Your goal:
Return every line of the entries below that contains the word "shadow", copying each line unchanged.
## begin
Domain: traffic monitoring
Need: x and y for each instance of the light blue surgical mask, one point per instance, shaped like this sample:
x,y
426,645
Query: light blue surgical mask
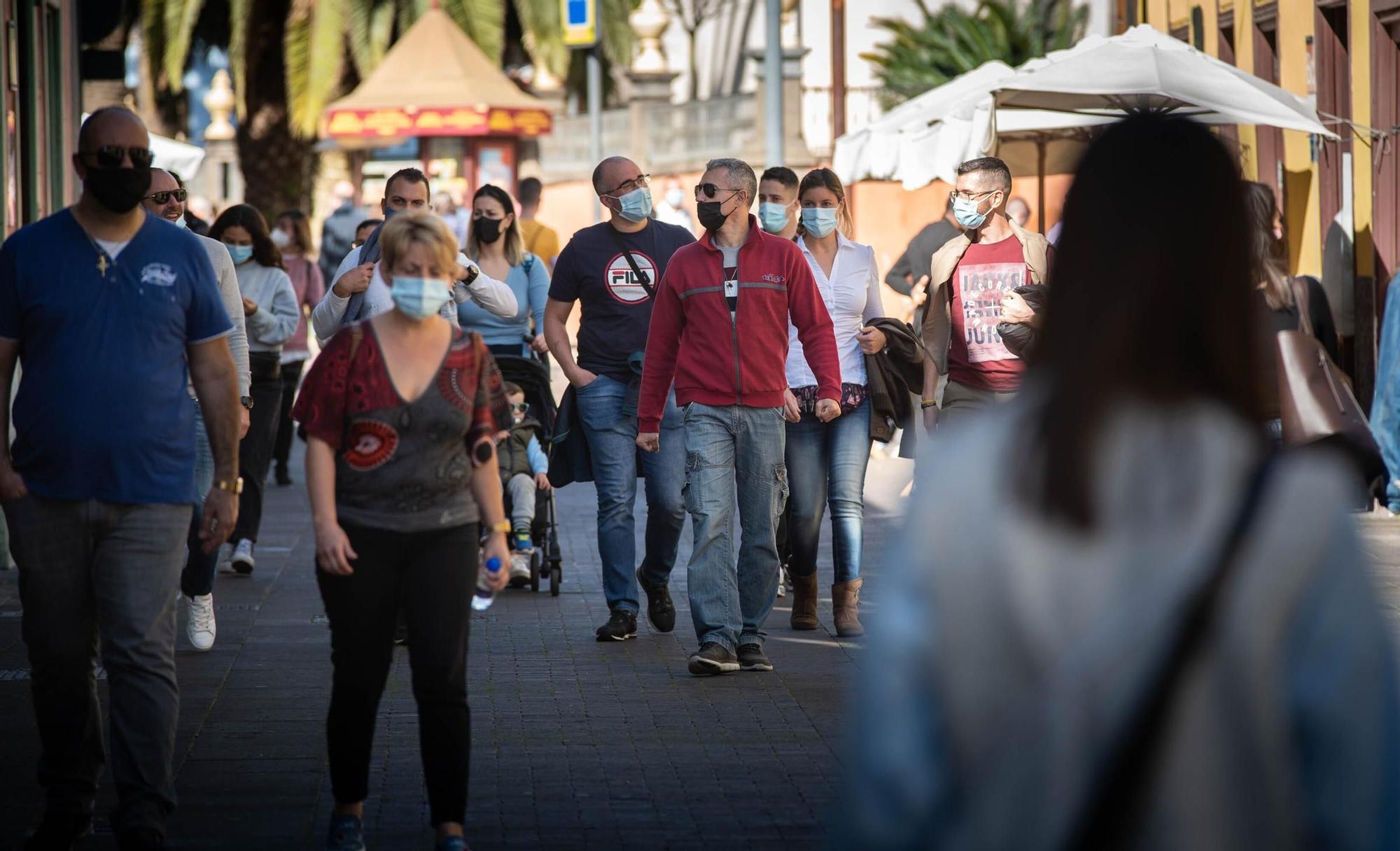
x,y
241,254
421,297
965,211
636,205
820,222
774,218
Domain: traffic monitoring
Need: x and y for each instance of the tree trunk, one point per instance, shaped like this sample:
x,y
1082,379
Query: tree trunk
x,y
278,167
691,57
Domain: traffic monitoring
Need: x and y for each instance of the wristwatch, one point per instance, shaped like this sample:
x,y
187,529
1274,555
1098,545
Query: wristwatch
x,y
234,488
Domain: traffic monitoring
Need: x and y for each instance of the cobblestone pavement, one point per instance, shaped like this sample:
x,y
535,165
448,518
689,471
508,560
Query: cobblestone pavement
x,y
576,745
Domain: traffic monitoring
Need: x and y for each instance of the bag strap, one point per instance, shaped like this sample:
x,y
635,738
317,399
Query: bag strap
x,y
1301,300
1119,789
622,247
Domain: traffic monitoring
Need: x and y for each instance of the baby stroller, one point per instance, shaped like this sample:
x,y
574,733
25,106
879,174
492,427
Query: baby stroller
x,y
533,377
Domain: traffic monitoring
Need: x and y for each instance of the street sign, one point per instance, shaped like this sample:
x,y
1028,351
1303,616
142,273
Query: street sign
x,y
580,20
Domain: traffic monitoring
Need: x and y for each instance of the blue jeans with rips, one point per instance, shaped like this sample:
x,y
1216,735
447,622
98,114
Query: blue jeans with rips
x,y
827,464
727,449
612,443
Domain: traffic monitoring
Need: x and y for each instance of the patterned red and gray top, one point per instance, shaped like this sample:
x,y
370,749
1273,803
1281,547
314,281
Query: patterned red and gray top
x,y
402,465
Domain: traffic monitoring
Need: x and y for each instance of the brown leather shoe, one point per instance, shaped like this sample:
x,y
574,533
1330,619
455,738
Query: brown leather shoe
x,y
846,601
804,603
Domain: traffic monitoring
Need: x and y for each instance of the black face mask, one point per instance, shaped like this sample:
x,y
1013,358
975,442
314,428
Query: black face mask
x,y
118,190
488,230
710,216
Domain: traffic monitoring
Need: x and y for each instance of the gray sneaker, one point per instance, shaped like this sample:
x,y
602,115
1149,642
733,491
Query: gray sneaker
x,y
752,659
712,659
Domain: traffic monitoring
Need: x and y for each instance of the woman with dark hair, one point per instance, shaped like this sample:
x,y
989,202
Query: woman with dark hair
x,y
1279,295
271,316
827,461
1118,625
293,237
495,244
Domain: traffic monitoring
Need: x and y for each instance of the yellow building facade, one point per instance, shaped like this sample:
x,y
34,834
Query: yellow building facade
x,y
1345,55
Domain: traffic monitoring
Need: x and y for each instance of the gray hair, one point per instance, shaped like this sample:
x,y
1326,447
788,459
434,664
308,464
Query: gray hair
x,y
740,171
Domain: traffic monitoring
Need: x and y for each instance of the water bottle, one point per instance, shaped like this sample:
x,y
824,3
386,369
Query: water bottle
x,y
485,597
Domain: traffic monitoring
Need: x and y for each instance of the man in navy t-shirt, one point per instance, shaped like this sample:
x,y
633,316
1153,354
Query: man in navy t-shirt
x,y
111,310
612,271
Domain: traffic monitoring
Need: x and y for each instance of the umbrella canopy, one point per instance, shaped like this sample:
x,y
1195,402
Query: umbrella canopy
x,y
436,82
1144,69
877,150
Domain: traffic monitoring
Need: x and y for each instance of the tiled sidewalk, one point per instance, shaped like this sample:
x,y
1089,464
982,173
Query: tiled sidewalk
x,y
576,744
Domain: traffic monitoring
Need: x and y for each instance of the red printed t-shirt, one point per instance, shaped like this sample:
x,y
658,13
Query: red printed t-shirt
x,y
402,465
982,279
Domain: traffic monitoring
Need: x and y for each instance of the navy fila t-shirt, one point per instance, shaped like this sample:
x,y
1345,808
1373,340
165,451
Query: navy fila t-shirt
x,y
615,306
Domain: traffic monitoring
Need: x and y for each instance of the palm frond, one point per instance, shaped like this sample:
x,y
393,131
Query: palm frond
x,y
484,22
178,26
314,47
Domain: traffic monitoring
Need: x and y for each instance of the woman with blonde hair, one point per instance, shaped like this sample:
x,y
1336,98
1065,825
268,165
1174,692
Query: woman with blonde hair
x,y
827,461
401,412
496,246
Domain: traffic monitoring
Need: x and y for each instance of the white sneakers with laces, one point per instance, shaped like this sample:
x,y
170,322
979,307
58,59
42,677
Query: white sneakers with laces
x,y
202,628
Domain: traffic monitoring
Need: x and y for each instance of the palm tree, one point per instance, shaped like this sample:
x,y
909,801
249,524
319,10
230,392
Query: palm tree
x,y
292,58
953,41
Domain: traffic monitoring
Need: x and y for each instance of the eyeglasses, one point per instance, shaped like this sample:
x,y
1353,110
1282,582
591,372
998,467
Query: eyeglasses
x,y
164,198
113,156
710,191
968,197
639,183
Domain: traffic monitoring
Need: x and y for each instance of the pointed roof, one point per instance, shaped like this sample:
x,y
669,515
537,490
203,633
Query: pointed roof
x,y
436,66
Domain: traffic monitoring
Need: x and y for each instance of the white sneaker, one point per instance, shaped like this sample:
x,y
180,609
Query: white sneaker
x,y
202,628
243,558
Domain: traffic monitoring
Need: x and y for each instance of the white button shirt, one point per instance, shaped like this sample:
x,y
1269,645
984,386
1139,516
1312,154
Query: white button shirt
x,y
852,296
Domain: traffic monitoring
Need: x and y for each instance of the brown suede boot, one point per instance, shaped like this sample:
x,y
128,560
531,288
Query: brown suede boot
x,y
846,601
804,603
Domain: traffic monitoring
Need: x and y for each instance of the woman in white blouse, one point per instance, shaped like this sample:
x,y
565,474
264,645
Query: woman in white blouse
x,y
827,461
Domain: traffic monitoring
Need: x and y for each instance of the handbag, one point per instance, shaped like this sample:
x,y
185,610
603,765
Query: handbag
x,y
1315,402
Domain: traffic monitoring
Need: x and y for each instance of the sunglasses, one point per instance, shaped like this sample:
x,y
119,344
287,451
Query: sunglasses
x,y
113,156
710,191
164,198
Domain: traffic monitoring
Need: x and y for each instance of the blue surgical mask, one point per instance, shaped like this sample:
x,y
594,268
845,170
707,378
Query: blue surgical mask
x,y
965,211
636,205
774,218
820,222
421,297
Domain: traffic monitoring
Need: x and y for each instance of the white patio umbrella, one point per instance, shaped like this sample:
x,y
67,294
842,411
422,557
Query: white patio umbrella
x,y
876,150
1146,71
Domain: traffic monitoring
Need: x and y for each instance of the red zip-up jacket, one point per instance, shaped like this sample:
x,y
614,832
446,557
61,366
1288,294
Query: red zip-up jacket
x,y
716,362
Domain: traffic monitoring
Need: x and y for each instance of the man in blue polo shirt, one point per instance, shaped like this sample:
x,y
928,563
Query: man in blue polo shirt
x,y
110,310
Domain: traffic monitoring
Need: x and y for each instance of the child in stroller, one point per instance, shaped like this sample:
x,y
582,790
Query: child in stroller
x,y
524,471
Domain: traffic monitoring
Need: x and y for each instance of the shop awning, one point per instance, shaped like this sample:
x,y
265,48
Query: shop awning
x,y
436,82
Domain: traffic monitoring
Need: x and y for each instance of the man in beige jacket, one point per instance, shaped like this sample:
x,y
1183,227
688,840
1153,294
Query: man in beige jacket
x,y
969,278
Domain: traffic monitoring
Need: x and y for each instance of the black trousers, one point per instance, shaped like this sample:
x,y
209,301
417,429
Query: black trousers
x,y
286,429
255,450
432,575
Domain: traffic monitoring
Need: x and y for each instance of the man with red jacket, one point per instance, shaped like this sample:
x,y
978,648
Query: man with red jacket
x,y
719,330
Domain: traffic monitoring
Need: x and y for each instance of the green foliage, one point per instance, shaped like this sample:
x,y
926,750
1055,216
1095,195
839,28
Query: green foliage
x,y
953,41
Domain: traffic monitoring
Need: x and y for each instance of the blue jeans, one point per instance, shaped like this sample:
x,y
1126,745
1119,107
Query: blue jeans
x,y
198,577
727,447
612,442
827,463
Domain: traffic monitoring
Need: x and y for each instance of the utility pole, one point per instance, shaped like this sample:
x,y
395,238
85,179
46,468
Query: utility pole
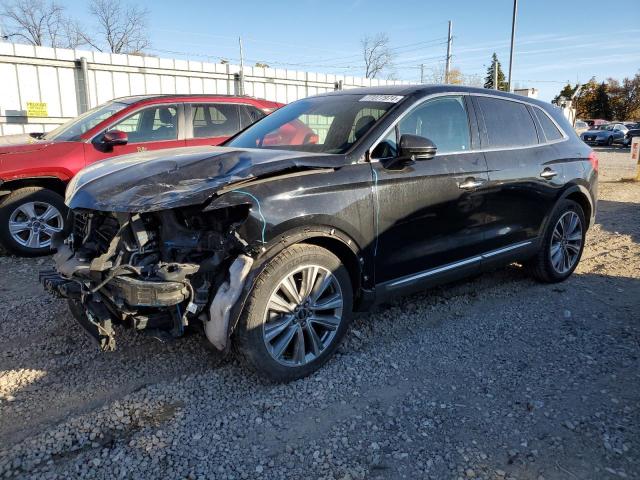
x,y
241,76
513,38
448,65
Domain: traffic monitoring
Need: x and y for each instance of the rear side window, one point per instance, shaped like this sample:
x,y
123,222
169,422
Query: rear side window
x,y
549,128
508,123
215,120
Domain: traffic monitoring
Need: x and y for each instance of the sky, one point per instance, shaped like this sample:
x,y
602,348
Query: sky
x,y
556,41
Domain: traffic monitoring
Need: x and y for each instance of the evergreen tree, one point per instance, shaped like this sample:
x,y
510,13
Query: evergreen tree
x,y
567,92
601,107
488,81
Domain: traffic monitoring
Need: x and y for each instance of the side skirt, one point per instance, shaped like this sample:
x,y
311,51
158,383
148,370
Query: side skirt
x,y
455,270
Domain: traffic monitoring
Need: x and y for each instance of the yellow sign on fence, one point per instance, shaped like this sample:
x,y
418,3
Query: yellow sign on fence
x,y
37,109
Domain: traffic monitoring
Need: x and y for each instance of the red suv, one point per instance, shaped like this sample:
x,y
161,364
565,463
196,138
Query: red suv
x,y
35,169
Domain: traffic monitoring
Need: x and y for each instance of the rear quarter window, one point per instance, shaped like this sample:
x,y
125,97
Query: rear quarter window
x,y
508,123
549,128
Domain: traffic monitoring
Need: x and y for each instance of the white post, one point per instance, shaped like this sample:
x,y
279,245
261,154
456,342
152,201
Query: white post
x,y
241,67
448,65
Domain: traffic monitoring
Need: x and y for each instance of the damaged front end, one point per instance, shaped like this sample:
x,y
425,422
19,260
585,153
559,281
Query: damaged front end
x,y
156,272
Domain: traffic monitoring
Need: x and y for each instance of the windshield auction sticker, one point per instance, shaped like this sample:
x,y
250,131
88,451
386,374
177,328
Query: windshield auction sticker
x,y
382,98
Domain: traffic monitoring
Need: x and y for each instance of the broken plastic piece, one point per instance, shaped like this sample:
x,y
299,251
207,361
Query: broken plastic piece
x,y
217,327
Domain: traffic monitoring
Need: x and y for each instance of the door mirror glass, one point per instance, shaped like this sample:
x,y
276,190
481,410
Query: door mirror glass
x,y
115,137
416,147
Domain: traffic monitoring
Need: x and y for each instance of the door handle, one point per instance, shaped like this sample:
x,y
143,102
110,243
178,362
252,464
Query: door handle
x,y
548,174
470,184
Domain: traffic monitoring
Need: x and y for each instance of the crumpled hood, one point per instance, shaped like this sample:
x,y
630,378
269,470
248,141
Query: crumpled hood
x,y
595,132
164,179
21,143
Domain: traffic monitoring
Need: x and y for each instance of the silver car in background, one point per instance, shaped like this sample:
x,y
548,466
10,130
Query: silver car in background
x,y
606,134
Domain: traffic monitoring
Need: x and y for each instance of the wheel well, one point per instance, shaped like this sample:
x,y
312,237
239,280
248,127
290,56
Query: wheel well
x,y
50,183
344,253
582,200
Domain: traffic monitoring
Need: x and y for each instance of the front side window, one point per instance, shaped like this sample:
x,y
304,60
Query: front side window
x,y
508,123
151,124
73,129
442,120
215,120
330,124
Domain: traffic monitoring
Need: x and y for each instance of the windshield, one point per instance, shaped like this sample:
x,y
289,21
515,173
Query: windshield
x,y
330,124
73,129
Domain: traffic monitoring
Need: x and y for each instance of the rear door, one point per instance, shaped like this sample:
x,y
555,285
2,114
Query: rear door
x,y
211,123
525,169
149,128
431,214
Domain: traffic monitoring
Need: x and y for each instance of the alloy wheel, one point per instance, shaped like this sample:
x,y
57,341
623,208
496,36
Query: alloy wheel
x,y
303,315
33,224
566,242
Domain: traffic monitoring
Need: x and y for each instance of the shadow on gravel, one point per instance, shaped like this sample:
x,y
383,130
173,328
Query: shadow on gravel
x,y
619,218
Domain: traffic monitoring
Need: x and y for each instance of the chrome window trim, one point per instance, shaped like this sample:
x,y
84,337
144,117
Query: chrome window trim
x,y
418,102
138,110
454,265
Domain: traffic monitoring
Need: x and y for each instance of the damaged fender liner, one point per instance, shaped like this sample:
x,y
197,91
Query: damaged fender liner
x,y
217,326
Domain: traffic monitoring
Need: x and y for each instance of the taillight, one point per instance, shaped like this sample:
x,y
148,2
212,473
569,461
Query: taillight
x,y
593,160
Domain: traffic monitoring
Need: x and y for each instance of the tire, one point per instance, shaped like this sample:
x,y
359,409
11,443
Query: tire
x,y
259,340
29,237
544,265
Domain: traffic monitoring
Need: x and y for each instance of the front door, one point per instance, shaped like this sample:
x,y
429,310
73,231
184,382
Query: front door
x,y
430,213
211,123
150,128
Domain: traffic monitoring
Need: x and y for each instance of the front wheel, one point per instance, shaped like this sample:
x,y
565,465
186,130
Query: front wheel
x,y
29,217
562,244
298,311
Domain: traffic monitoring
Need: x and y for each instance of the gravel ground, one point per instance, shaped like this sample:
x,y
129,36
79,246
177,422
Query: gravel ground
x,y
497,377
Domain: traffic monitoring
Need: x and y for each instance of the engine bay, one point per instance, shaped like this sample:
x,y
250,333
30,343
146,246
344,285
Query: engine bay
x,y
156,272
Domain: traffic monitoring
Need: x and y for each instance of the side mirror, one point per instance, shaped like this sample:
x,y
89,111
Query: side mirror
x,y
115,137
416,147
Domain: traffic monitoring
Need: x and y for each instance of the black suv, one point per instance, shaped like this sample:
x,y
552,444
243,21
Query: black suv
x,y
324,207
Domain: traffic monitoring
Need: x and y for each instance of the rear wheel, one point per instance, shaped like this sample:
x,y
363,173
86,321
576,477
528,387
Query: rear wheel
x,y
297,313
563,244
29,217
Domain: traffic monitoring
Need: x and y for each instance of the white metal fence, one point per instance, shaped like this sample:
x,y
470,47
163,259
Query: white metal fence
x,y
42,87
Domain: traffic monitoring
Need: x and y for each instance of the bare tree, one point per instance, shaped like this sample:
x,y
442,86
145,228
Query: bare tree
x,y
377,55
120,28
36,22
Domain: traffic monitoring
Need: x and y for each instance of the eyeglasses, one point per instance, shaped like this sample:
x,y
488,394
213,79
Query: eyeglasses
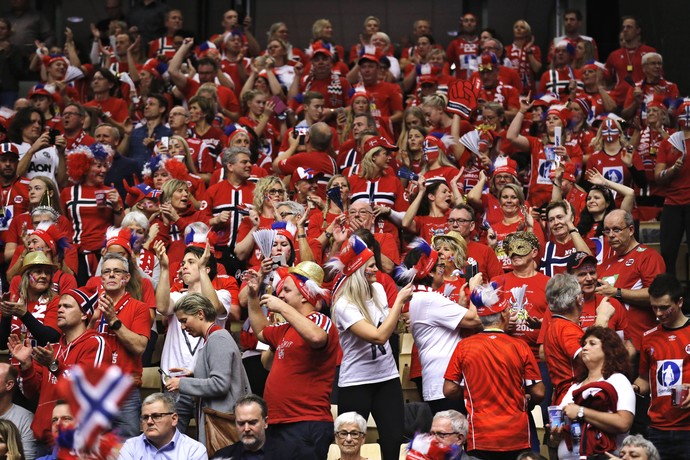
x,y
113,271
614,230
353,434
155,416
459,221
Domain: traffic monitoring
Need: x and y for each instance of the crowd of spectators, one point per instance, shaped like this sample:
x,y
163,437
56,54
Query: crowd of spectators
x,y
485,198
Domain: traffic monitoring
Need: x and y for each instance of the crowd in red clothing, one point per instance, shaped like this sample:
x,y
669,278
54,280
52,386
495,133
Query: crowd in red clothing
x,y
504,160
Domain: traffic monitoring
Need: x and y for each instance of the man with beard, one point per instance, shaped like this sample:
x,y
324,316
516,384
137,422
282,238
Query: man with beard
## end
Solution for this problem:
Need: x and y for each instance of the shadow on gravel, one point per instance, shaped like this sample:
Query: shadow on gravel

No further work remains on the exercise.